> _Tugas Latihan_
**a)** Tentukan apakah setiap pernyataan berikut sesuai dengan teks tentang media sosial dan mentalitas masyarakat. Jawab ya atau tidak, lalu kutip kata-kata teks yang menjadi penentunya: (i) Menurut KBBI, mentalitas berarti keadaan dan aktivitas jiwa, cara berpikir, dan berperasaan. (ii) Mental hanya berkaitan dengan perasaan seseorang. (iii) Tantangan media sosial cukup diwaspadai oleh pemerintah saja.
**b)** Format catatan dari awal catatan sampai baris yang memuat "pixel 213 1170" (baris itu ikut dihitung) sebagai CSV dua kolom, masukan dan keluaran, dengan satu baris untuk setiap butir. Apit setiap isian dengan tanda kutip dan ubah jeda baris di dalamnya menjadi spasi.

> _Teks Bacaan_
===============

(sumber: Pinterest)
Seperti yang kita tahu dan alami, media sosial telah menjadi bagian penting dalam kehidupan kita. Sebagai masyarakat yang berada di negara yang majemuk, sosial media telah membantu masyarakat dari berbagai suku, daerah, agama, bahkan negara saling terkoneksi. Platform yang umum dikenal seperti TikTok, Facebook, X (atau yang dulu dikenal sebagai Twitter), dan Instagram, saat ini tidak hanya digunakan untuk berkomunikasi dan berbagi momen atau cerita, tetapi juga menjadi sumber utama informasi dan hiburan. Namun, di balik manfaatnya yang sangat luas, adakah kita sadar bagaimana cara kerja tontonan di media sosial dalam membentuk mentalitas masyarakat?
Sebelum mendiskusikan cara kerja tontonan di media sosial dalam membentuk mentalitas masyarakat, perlu kita sama-sama sadari apa yang dimaksud dengan mentalitas. Dalam perspektif psikologi, mental dibangun oleh otak yang didasari atas emosi, keadaan tubuh, dan pikiran (Barrett, 2009). Dalam Kamus Besar Bahasa Indonesia, mentalitas berarti keadaan dan aktivitas jiwa (batin), cara berpikir, dan berperasaan. Dari definisi tersebut, kita dapat menyimpulkan bahwa mental itu bukan hanya tentang perasaan, namun juga pola pikir seseorang. Pola pikir inilah yang nantinya akan menjadi pondasi seseorang dalam kebiasaannya, baik itu berucap, berperilaku dan bersikap.
Media sosial telah merevolusi cara kita menerima informasi, menawarkan kecepatan dan kemudahan akses yang belum pernah terjadi sebelumnya. Dalam hitungan detik, pengguna dapat melihat dan meloncat dari tontonan satu ke tontonan yang lain hanya dengan menggeser layar. Konsumsi informasi yang cepat dan instan ini memberikan dampak positif dan juga negatif terhadap pengguna. Media sosial telah meningkatkan kemampuan seseorang untuk mencari informasi dengan cepat, lebih fleksibel dalam menemukan serta berbagi informasi secara akurat, dan merangsang kreativitas yang lebih luas. Namun, tantangan yang selanjutnya dihadapi adalah terbentuknya ketergantungan masyarakat terhadap media sosial, kesiapan masyarakat terhadap media sosial, dan polarisasi hingga terciptanya ekosistem echo chambers. Hal tersebut perlu diwaspadai, bukan hanya oleh pemerintah, namun juga masyarakat yang terbentuk oleh keluarga dan individu.
(sumber: Pinterest)

===============

> _Catatan Tersedia_
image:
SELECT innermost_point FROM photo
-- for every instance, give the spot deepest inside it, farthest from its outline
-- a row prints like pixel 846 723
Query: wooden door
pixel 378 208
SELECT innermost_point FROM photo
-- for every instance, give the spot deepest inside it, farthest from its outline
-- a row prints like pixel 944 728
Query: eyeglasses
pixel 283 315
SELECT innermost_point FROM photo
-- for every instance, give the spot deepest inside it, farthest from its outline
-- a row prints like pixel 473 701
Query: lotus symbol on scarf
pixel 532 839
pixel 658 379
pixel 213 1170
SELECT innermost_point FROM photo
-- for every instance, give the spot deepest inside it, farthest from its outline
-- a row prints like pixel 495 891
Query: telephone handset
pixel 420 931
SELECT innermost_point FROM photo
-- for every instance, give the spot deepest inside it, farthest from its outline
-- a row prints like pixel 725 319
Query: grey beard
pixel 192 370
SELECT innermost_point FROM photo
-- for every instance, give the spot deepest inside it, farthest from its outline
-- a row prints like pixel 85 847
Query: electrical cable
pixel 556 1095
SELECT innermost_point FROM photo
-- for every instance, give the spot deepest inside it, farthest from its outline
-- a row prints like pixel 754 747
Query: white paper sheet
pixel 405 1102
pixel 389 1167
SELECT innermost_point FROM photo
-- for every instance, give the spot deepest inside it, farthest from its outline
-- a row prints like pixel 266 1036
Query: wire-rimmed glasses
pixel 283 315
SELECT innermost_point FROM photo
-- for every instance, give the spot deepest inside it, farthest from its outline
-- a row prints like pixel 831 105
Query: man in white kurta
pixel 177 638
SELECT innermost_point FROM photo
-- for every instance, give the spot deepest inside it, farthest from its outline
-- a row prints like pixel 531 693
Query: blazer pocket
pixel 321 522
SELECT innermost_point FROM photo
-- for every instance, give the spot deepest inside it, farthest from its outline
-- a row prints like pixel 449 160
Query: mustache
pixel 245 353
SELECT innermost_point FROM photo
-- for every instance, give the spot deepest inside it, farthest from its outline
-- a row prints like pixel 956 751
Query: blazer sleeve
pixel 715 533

===============

> _Kunci Jawaban_
**a)**
(i) Ya. "Dalam Kamus Besar Bahasa Indonesia, mentalitas berarti keadaan dan aktivitas jiwa (batin), cara berpikir, dan berperasaan."
(ii) Tidak. "mental itu bukan hanya tentang perasaan, namun juga pola pikir seseorang."
(iii) Tidak. "Hal tersebut perlu diwaspadai, bukan hanya oleh pemerintah, namun juga masyarakat yang terbentuk oleh keluarga dan individu."

**b)**
masukan,keluaran
"image: SELECT innermost_point FROM photo -- for every instance, give the spot deepest inside it, farthest from its outline -- a row prints like pixel 846 723 Query: wooden door","pixel 378 208"
"SELECT innermost_point FROM photo -- for every instance, give the spot deepest inside it, farthest from its outline -- a row prints like pixel 944 728 Query: eyeglasses","pixel 283 315"
"SELECT innermost_point FROM photo -- for every instance, give the spot deepest inside it, farthest from its outline -- a row prints like pixel 473 701 Query: lotus symbol on scarf","pixel 532 839 pixel 658 379 pixel 213 1170"